* Exercises *
**a)** According to the COVID-19 origins article, on what date was the resulting DNI report declassified?
**b)** Reproduce the passage of the COVID-19 origins article from "Senator Josh Hawley" up to and including "support the plan.", word for word.

* Text segment *
^^^^^^^^^^^^^^^^
Sen. Josh Hawley (R-MO) panned the report as a ‘complete joke’ and evidence that President Joe Biden ‘continues to shill for China.’

The Office of the Director of National Intelligence (DNI) of the Biden administration issued a study on probable connections between China’s contentious Wuhan Institute of Virology (WIV) and the global spread of COVID-19 on Friday, but eventually chose not to support a definitive judgment on the virus’s origins or divulge fresh material to the public.

Senator Josh Hawley (R-MO)  called the report a “complete joke” containing no information that was not already publicly available, which fell short of the law’s requirements and indicated that Biden was “continu[ing] to shill for China.”

Hawley’s COVID-19 Origin Act of 2023, which demanded that the federal government provide information on how the pandemic began, was signed by President Joe Biden in March. Biden committed to “declassify and share as much of that information as possible, consistent with my constitutional authority to protect against the disclosure of information that would harm national security.” Both Democrats and Republicans went on to support the plan.

The resulting DNI report, declassified June 23, opens with a disclaimer that it “does not address the merits of the two most likely pandemic origins hypotheses, nor does it explore other biological facilities in Wuhan other than the WIV.”

It notes that different federal agencies hold to different explanations, with the National Intelligence Council and “four other IC agencies” endorsing “natural exposure to an infected animal that carried SARS-CoV-2 or a close progenitor,” while the U.S. Department of Energy (DOE) and Federal Bureau of Investigation (FBI) consider a “laboratory-associated incident” most likely. The Central Intelligence Agency (CIA) does not endorse one theory over another, but “almost all IC agencies” agree COVID was not genetically engineered.
^^^^^^^^^^^^^^^^
* Dataset extract *

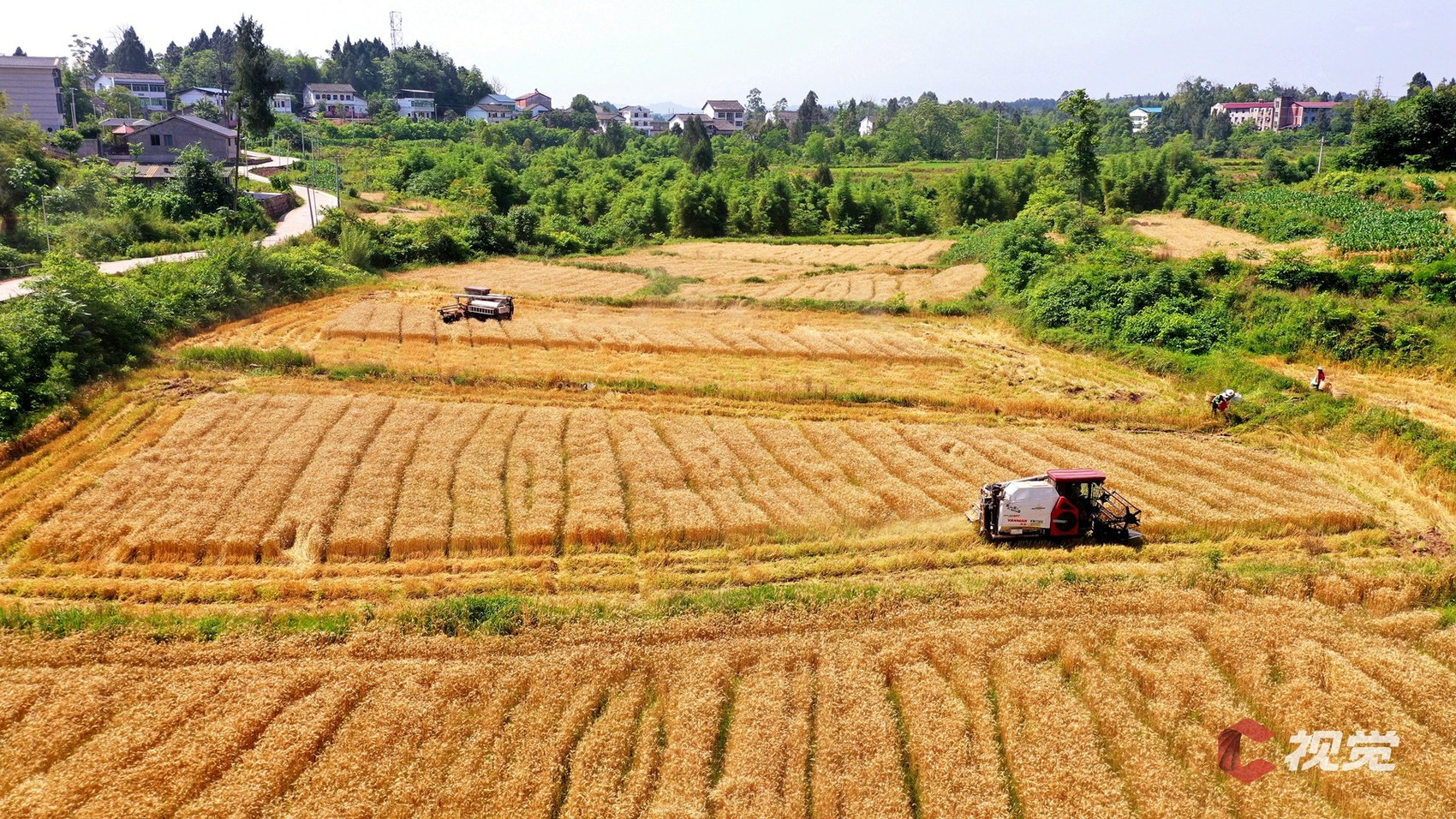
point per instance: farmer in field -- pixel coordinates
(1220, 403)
^^^^^^^^^^^^^^^^
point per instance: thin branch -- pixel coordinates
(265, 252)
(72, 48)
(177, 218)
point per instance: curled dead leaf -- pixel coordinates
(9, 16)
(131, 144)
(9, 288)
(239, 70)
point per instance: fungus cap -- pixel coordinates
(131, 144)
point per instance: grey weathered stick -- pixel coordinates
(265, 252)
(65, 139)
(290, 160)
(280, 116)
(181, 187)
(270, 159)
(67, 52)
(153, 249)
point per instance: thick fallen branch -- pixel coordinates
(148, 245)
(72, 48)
^^^^^^^^^^^^^^^^
* Expected outputs *
**a)** June 23

**b)**
Senator Josh Hawley (R-MO)  called the report a “complete joke” containing no information that was not already publicly available, which fell short of the law’s requirements and indicated that Biden was “continu[ing] to shill for China.”

Hawley’s COVID-19 Origin Act of 2023, which demanded that the federal government provide information on how the pandemic began, was signed by President Joe Biden in March. Biden committed to “declassify and share as much of that information as possible, consistent with my constitutional authority to protect against the disclosure of information that would harm national security.” Both Democrats and Republicans went on to support the plan.